**Assigned task:** Which lines below contain the word "white"? Copy each one.

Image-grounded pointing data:
=== Section Start ===

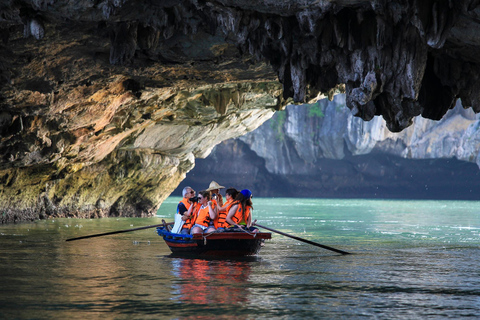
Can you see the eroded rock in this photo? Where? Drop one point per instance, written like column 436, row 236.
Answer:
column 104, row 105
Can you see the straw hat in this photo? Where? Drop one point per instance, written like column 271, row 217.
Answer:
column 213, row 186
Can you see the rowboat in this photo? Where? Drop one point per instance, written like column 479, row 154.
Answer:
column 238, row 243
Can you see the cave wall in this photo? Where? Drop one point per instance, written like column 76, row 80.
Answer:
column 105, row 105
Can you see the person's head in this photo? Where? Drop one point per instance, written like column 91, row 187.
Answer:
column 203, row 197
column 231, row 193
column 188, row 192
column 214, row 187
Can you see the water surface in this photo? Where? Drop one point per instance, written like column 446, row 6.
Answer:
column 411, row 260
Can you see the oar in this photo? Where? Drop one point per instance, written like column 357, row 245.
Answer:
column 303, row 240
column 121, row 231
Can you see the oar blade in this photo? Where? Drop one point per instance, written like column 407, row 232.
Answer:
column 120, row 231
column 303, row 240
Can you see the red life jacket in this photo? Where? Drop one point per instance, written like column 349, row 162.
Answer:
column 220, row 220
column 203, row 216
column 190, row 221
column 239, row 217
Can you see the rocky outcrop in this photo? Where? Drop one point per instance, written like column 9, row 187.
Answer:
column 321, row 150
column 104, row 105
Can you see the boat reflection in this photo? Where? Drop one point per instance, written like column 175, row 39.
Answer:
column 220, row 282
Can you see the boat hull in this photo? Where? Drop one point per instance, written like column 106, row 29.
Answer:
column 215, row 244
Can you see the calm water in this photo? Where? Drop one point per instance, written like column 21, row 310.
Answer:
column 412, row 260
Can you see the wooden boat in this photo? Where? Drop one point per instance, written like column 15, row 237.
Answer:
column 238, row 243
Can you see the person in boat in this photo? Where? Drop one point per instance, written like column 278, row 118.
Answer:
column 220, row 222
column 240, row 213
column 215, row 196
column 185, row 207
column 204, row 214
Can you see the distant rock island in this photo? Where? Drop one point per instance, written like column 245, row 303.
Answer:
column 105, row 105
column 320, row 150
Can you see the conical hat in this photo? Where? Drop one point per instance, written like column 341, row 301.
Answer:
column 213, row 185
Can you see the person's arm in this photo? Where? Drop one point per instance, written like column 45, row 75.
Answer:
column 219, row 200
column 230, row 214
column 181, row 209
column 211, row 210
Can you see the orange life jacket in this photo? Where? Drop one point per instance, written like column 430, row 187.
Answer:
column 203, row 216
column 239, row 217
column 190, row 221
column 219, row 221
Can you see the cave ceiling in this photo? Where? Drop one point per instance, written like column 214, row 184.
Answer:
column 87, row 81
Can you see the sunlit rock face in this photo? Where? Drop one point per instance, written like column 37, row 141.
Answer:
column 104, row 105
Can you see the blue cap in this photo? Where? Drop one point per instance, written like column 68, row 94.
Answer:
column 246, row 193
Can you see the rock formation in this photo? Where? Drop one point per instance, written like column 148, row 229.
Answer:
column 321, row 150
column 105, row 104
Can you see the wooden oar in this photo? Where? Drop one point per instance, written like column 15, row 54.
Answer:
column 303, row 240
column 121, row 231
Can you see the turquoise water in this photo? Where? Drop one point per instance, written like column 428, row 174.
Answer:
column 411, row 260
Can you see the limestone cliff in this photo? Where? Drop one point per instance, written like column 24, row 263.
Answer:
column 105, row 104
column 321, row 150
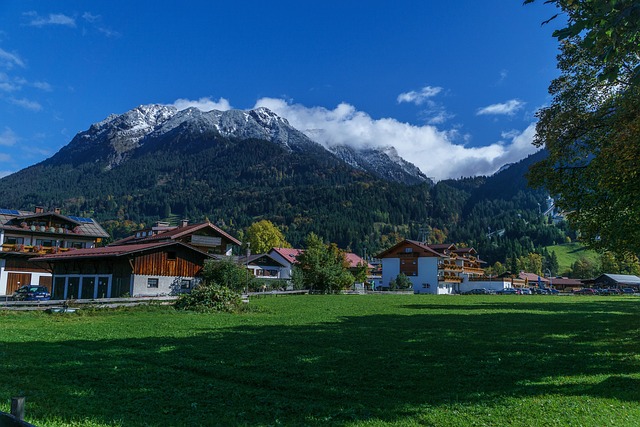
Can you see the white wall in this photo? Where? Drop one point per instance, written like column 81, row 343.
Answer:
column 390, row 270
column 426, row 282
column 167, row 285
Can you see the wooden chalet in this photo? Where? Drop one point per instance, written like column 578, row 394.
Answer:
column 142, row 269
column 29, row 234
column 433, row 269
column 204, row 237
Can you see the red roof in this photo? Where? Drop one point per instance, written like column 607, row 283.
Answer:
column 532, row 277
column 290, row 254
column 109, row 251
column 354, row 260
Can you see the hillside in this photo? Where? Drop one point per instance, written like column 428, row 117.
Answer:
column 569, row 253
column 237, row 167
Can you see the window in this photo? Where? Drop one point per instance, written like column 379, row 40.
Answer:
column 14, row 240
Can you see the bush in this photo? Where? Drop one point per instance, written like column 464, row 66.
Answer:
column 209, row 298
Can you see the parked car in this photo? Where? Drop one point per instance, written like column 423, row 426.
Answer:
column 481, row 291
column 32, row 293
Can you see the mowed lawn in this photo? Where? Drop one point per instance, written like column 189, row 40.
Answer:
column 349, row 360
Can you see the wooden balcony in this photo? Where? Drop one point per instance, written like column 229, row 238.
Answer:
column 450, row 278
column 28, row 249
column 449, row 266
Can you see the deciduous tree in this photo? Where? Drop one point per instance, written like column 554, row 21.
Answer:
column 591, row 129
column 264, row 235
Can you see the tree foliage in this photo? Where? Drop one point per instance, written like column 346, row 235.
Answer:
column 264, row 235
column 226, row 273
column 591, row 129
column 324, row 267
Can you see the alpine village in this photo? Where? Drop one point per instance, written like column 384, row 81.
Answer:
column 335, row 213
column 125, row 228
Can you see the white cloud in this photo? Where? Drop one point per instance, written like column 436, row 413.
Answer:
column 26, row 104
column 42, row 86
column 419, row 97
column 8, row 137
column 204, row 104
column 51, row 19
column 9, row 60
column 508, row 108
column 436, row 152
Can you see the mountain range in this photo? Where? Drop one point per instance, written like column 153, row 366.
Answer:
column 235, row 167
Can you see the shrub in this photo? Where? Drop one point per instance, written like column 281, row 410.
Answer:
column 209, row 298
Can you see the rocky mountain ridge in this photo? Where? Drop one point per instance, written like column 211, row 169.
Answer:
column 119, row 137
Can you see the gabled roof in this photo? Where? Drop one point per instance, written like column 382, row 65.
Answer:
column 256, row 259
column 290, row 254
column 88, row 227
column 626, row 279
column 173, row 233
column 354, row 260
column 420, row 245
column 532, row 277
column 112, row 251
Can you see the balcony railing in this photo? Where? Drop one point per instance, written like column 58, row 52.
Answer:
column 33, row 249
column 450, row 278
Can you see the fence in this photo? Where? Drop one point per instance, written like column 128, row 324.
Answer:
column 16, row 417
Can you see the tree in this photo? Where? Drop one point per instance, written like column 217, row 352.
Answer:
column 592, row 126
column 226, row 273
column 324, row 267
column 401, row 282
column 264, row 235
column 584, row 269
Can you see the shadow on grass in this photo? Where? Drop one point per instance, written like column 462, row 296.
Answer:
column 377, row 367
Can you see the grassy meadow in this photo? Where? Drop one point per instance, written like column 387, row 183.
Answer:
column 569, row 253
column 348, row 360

=== Section End ===

**Exercise response:**
Can you see the white wall in this photo? Where? Drop one point per instance, written like column 81, row 343.
Can you see the white cloud in this photo? Where? Drop one point per instance, written like column 436, row 413.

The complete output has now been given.